THE DATA:
*** Begin section ***

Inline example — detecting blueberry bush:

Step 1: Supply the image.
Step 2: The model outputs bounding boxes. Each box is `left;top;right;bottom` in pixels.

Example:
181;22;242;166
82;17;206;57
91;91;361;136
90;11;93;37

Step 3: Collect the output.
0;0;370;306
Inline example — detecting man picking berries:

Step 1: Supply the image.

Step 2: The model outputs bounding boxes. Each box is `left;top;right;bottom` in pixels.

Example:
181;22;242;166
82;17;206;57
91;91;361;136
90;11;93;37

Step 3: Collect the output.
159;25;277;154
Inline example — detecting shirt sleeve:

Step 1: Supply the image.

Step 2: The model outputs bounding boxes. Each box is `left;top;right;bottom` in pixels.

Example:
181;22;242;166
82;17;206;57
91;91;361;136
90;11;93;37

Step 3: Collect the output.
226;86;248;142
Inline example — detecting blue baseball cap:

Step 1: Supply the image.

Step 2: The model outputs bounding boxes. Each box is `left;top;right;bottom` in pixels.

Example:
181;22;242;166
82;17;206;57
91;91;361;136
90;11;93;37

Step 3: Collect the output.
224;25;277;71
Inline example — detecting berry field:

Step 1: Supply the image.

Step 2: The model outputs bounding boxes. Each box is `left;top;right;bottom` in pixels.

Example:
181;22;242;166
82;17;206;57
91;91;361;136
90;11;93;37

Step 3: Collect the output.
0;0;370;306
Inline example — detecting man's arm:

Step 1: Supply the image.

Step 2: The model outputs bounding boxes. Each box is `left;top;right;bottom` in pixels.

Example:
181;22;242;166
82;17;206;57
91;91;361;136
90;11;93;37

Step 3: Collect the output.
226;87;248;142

*** End section ***

PROBLEM: Take the entries above and transcribe them exactly.

COMPLETED EXERCISE:
Inline example — detecting blueberry bush:

Step 1: Supply the image.
Step 2: The model outputs bounding boxes. Each box is `left;top;right;bottom` in pixels.

Example:
181;22;242;166
82;17;206;57
91;91;361;136
90;11;93;37

Step 3: Collect the output.
0;0;370;306
Inline example — detecting man picking berries:

Step 1: Supply the image.

Step 2: The model outputs bounding boxes. Each box is `left;top;right;bottom` in pixels.

Example:
181;22;242;166
82;17;206;57
91;91;361;136
90;11;93;37

Step 3: Collect the output.
159;25;277;154
Inline example — detecting shirt sleeve:

Step 1: Supply the image.

Step 2: The model outputs bounding boxes. Each box is `left;top;right;bottom` in pixels.

Example:
181;22;242;166
82;17;206;57
91;91;361;136
90;11;93;37

Step 3: Collect the output.
226;86;248;142
Inline example — detecting blue baseball cap:

Step 1: Supply the image.

Step 2: The model outputs bounding boxes. Each box is `left;top;right;bottom` in pixels.

Example:
181;22;242;166
82;17;206;57
91;91;361;136
90;11;93;37

Step 3: Collect the output.
224;25;277;71
Inline example — detecting berry field:

Step 1: Supply the image.

Step 2: The model outputs bounding boxes. Each box is `left;top;right;bottom` in pixels.

Example:
181;22;242;166
82;17;206;57
91;91;361;136
90;11;93;37

Step 3: Collect the output.
0;0;370;306
Inline example — detecting man's arm:

Step 1: Supply the image.

Step 2: The model outputs bounding boxes. Each box is `left;top;right;bottom` in pixels.

Example:
181;22;242;166
82;17;206;57
91;91;361;136
90;11;93;37

Step 3: Collect the output.
226;87;248;142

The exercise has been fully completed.